─── Page extract ───

1) I was able to turn off the stroke counter in my brain quite easily, probably because the aerobic workload soon was taking all of my attention. This makes it a little easier for me to understand how so many fitness-oriented swimmers and triathletes have never thought (apparently) of counting strokes for continual feedback. They are caught up in the "push through the wall of suffering" game, and once you're in that game, it rapidly becomes all-consuming. I had no mental room to think about anything else.

2) There was a great deal of muscle fatigue--much more than I have felt in swimming for a long time.

3) I'm not sure what it looked like to observers, but I felt INCREDIBLY sloppy with my form, as if I were desperately just trying to stroke faster and had no mental room left to monitor and adjust technique and body position.

4) I did not even look at a clock, but I'd guess my 50m sprint times were around 40-42 seconds each. I'd be very surprised if all my extra effort and exhaustion gained me even 1-2 seconds of time per 50m over what I could have achieved with a TI-oriented approach to the same session (e.g. I would have swum 18 SPL on the sprint legs, and maybe 14 SPL on the recovery legs--it would have been nearly as fast, but would have felt MUCH easier).

Here's what the triathletes I was training with noticed (one missed qualifying for Kona by 17 seconds last year, so they're very fit and train seriously):

1) "You're really fast," one of them remarked. I think they had assumed I'd have trouble keeping up, because most of the time when they are watching me, I'm swimming extremely slowly. But instead, I was faster by a body length or two on the sprints, and (interestingly) also much faster on the recovery legs, though I was trying to hold back (honestly, I desperately needed the rest aerobically).

─── Given information ───

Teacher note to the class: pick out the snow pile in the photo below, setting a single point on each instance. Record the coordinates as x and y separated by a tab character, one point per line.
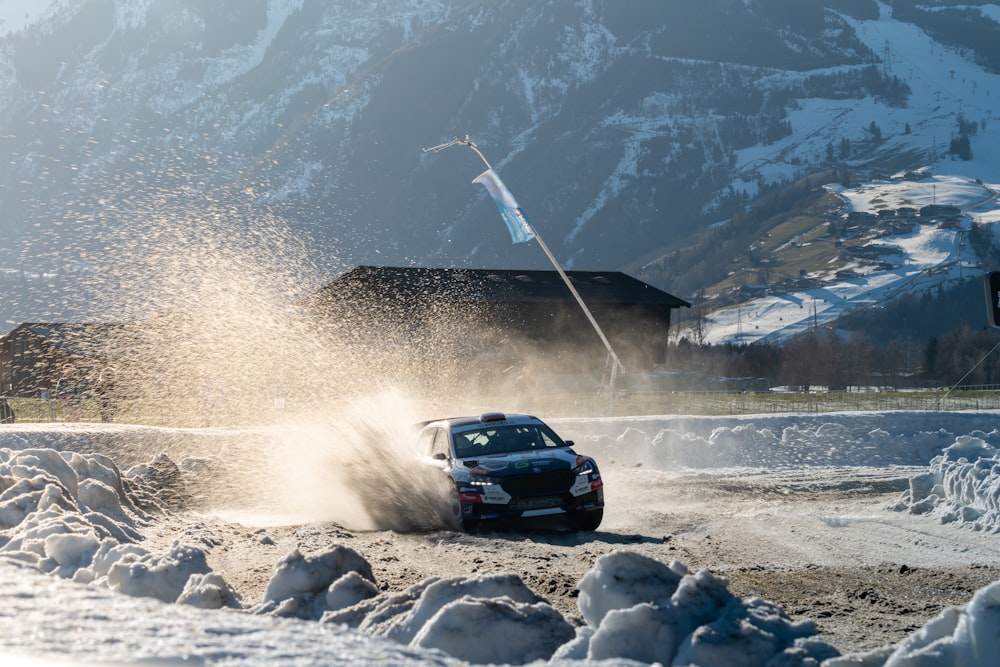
962	486
965	636
76	516
641	609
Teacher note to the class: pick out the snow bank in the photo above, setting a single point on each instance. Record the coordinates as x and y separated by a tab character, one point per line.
75	515
782	441
961	486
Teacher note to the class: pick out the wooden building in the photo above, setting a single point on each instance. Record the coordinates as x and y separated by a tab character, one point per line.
34	355
509	314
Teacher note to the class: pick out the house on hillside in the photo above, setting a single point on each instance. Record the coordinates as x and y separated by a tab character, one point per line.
34	355
502	317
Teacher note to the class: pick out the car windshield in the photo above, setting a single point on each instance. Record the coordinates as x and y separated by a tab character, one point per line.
504	440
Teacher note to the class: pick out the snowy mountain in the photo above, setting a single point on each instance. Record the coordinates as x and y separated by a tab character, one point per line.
140	130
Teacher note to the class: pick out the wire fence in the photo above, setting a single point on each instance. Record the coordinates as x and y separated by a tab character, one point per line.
261	410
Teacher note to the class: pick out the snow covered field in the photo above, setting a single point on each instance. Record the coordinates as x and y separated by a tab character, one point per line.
82	587
927	257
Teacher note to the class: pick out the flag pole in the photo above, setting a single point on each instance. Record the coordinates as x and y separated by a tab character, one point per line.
617	364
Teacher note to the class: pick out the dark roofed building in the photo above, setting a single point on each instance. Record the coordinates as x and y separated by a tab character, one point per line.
513	309
33	354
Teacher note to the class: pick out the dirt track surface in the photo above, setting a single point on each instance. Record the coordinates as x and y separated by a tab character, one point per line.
825	545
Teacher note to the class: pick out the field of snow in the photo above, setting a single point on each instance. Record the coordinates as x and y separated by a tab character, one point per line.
76	501
944	85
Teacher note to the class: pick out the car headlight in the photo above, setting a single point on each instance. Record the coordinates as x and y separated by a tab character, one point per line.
483	481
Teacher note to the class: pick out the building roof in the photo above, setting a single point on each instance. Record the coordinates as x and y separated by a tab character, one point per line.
499	286
77	339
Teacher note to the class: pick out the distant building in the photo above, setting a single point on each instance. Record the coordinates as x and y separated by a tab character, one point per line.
940	211
510	314
34	354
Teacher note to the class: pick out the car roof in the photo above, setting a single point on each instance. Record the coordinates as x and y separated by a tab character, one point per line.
485	420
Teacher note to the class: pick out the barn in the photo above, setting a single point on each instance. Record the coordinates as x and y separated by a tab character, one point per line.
509	315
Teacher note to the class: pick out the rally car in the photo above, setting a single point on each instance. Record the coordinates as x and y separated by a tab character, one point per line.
514	467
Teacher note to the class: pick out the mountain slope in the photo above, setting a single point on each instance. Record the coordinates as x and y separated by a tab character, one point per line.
139	129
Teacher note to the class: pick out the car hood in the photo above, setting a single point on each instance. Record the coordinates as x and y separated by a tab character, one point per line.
519	463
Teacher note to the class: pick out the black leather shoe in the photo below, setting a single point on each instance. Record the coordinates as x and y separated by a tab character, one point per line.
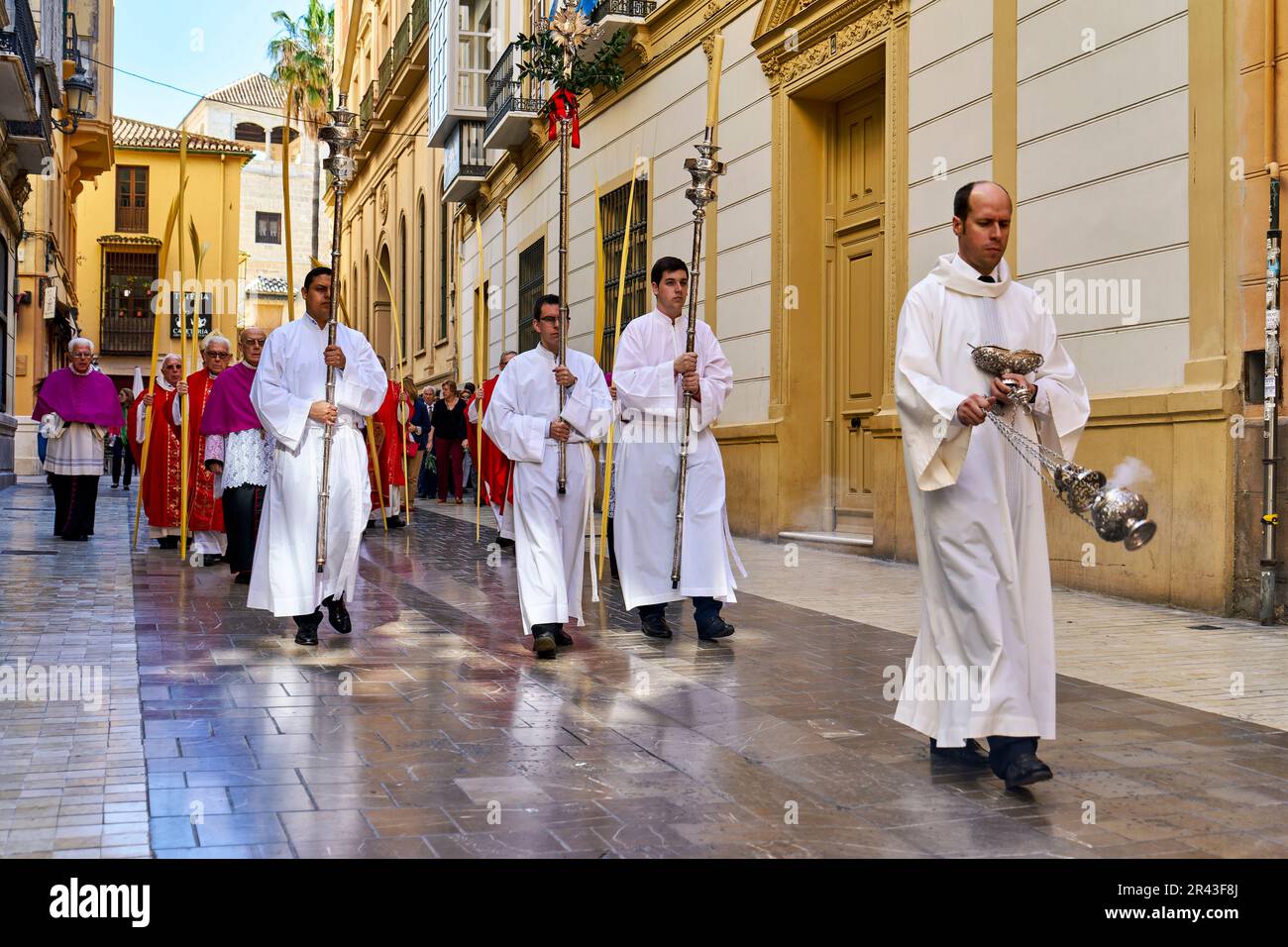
544	644
716	628
1026	770
338	615
970	755
655	626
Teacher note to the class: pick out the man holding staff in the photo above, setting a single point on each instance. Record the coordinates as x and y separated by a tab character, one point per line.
526	423
288	394
652	373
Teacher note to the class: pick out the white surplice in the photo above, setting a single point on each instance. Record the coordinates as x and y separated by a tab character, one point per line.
647	466
984	660
291	376
549	528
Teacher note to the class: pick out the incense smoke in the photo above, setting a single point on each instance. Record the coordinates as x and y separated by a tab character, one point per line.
1129	472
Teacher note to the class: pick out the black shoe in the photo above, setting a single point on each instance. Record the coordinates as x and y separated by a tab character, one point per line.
545	644
716	628
338	615
1025	770
970	755
655	625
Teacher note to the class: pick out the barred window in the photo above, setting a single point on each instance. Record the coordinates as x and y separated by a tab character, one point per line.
636	290
532	286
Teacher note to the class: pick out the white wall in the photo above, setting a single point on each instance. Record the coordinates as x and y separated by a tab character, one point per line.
658	121
1103	178
949	119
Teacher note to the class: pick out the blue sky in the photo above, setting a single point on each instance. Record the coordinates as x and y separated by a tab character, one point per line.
191	46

───

• **Exercises**:
- a) Reproduce the passage from the swim-session account starting with "2) There was" and going on through "and body position.".
- b) List every amount of time given in seconds in the swim-session account.
- c) Resume the swim-session account after its last sentence, keeping the same first-person voice and numbered format.

• **Results by task**:
- a)
2) There was a great deal of muscle fatigue--much more than I have felt in swimming for a long time.

3) I'm not sure what it looked like to observers, but I felt INCREDIBLY sloppy with my form, as if I were desperately just trying to stroke faster and had no mental room left to monitor and adjust technique and body position.

- b)
40-42 seconds
1-2 seconds
17 seconds

- c)
2) They didn't seem to want to believe me when I told them I found the set incredibly difficult and exhausting. Apparently I did not appear to be working as hard as I felt like I was. I was way more out of breath than both of them after each repeat.

This suggests two ideas to me:

A. Some of the smoothness and technique I had focused on at slow speeds must have stayed with me at higher stroke rates, even where it felt like I was completely sloppy and out of control.

B. If A is true, then SPEED is not the reason I got fatigued, as I would have been swimming pretty close to those speeds with at TI-oriented approach as well. The real issue is getting caught up in the "push through the wall of suffering" mentality. Here's why I think that is:

If you have it in your head that you must "push through the wall of suffering" then you have surrendered control of the situation. You are a passive participant who is there to simply let the suffering happen to you.

With a TI approach, you retain control by consciously manipulating variables of tempo, stroke rate, and SPL to pursue your goals. I'd guess that the psychological aspect of CONTROLLING vs. BEING CONTROLLED is a huge factor in how you experience fatigue.

Has anyone else experienced this?

Next post: my contrasting solo TI session from today.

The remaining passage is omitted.